Task data:
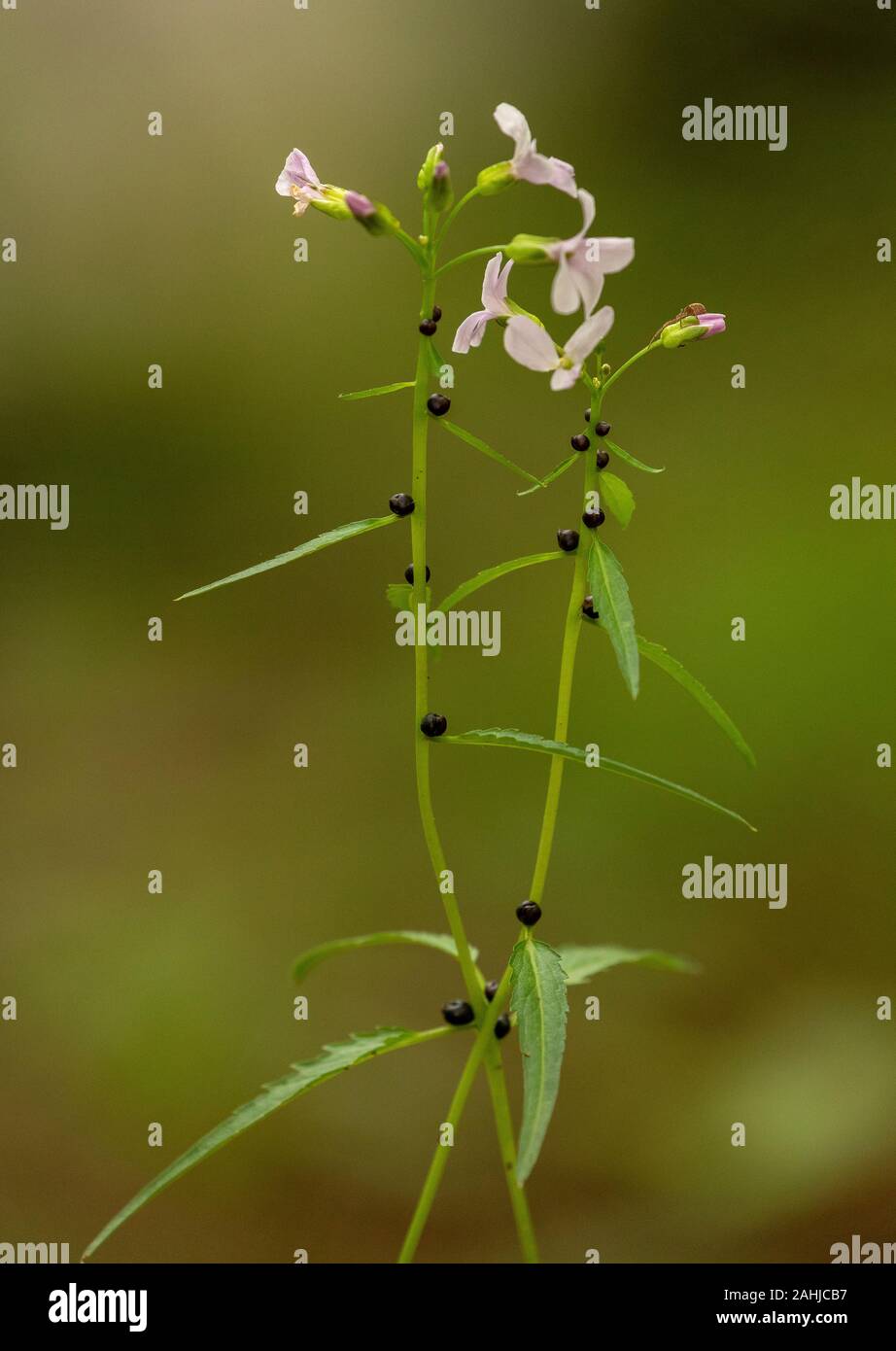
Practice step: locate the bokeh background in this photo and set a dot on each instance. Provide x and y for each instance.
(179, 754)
--
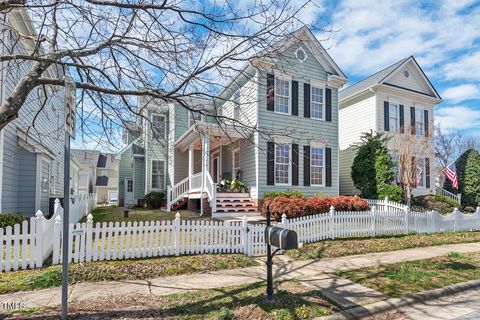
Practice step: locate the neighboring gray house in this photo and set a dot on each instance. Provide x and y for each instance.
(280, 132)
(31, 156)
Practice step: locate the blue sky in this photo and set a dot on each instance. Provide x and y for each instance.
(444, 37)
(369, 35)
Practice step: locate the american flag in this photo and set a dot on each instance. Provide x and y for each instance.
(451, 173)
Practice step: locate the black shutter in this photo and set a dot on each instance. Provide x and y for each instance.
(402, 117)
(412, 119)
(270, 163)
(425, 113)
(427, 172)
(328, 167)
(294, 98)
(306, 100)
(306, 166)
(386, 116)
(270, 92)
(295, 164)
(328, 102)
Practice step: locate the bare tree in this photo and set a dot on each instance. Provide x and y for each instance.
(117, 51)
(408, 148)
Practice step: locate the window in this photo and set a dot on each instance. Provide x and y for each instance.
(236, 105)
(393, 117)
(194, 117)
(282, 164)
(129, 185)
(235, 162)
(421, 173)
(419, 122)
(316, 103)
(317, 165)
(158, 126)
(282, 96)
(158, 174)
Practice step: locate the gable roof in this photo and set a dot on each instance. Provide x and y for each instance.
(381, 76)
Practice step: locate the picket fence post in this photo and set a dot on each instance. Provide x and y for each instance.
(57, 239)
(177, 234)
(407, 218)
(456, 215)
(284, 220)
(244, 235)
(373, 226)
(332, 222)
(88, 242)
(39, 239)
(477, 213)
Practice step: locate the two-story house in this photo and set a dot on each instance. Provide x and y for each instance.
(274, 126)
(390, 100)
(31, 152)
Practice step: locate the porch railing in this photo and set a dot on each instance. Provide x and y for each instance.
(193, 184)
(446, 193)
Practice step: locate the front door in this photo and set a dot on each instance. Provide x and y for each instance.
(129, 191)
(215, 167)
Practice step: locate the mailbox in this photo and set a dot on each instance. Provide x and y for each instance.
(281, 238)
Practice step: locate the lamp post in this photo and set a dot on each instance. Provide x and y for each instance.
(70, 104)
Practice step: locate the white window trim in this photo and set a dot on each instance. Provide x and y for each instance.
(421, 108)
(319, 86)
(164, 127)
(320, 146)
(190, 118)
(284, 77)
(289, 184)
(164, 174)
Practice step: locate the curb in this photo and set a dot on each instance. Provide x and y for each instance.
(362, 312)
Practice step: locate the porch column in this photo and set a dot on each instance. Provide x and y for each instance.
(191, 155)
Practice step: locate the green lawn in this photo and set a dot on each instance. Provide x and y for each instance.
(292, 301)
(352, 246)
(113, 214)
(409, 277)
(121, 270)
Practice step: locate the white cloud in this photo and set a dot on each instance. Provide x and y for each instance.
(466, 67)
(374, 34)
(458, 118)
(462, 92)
--
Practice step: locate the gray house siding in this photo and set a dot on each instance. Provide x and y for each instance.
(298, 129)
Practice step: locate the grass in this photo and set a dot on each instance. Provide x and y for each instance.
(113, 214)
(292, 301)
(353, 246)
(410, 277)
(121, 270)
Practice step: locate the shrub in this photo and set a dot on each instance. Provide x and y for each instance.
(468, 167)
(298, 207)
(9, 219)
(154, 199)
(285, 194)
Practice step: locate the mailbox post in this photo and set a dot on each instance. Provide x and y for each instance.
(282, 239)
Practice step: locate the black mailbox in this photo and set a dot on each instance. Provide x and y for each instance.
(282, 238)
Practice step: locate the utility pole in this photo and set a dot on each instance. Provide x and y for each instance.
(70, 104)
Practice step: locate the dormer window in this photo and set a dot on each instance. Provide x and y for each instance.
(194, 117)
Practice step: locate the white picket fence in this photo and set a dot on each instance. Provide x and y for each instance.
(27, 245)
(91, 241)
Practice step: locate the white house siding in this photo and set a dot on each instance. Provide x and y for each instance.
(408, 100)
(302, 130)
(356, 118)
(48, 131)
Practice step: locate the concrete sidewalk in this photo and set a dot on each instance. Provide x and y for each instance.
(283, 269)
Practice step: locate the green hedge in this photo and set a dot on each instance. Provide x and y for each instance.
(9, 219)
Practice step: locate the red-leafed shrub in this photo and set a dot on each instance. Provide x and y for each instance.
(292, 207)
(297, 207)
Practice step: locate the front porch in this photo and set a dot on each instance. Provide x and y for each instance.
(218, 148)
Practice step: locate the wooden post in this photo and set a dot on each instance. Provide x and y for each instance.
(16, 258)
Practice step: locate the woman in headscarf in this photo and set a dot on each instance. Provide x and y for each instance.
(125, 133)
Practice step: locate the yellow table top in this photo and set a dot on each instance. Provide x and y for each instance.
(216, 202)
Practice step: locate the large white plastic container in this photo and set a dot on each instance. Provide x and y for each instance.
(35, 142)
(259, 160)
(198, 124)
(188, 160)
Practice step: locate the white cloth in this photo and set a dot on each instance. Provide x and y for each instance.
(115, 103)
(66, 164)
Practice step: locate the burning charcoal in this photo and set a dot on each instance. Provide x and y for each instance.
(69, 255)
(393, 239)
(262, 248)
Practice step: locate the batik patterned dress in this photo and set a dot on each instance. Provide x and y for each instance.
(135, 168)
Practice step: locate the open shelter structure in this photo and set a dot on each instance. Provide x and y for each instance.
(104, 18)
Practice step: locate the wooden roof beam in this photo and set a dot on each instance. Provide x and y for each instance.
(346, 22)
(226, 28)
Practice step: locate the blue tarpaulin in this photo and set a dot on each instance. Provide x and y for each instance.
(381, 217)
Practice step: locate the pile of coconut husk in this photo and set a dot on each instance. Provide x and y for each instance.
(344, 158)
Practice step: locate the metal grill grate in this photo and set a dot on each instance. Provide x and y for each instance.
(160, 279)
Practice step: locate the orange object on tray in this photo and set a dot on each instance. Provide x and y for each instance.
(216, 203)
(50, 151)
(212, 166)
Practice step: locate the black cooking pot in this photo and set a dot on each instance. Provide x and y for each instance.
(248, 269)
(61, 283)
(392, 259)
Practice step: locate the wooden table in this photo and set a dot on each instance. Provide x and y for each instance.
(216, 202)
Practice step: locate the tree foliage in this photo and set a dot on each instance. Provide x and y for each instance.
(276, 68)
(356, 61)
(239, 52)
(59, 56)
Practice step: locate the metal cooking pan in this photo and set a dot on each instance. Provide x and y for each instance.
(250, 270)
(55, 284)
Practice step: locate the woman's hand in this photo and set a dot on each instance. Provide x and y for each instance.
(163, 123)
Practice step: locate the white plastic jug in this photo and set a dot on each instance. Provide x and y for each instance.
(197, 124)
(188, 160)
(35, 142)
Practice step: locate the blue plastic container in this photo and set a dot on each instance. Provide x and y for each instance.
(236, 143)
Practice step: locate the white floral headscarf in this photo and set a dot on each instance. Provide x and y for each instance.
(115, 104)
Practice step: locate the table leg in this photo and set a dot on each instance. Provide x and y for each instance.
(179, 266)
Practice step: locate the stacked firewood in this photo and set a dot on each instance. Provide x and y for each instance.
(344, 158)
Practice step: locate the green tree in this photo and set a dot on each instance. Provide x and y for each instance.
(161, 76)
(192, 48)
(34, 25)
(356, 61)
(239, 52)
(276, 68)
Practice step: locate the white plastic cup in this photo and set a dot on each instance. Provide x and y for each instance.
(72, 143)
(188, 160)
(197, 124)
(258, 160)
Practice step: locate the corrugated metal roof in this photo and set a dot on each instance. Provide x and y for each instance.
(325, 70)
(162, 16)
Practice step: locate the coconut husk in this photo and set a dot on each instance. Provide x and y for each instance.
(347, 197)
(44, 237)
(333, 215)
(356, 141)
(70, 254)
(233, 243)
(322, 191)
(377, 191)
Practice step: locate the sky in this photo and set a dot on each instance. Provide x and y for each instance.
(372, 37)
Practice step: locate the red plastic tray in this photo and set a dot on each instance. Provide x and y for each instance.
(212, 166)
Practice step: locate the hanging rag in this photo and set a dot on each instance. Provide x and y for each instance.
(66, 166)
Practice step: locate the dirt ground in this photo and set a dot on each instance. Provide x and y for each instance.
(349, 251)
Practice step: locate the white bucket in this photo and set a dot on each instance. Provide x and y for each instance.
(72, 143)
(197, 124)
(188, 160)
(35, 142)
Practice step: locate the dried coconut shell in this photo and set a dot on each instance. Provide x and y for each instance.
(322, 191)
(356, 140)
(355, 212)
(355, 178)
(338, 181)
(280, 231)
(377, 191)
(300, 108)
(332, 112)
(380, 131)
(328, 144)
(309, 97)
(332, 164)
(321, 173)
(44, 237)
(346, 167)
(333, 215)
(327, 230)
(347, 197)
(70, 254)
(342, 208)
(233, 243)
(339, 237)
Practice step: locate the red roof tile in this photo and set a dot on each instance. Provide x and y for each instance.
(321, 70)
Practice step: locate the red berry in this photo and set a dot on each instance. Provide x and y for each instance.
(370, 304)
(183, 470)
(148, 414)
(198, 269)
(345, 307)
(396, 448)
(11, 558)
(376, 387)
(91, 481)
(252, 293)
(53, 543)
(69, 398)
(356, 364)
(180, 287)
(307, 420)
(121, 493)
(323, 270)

Given instruction: How many lines in the entries above contain the string "husk"? Count only matches with the same case, and reply with the number alone.

Expected answer: 2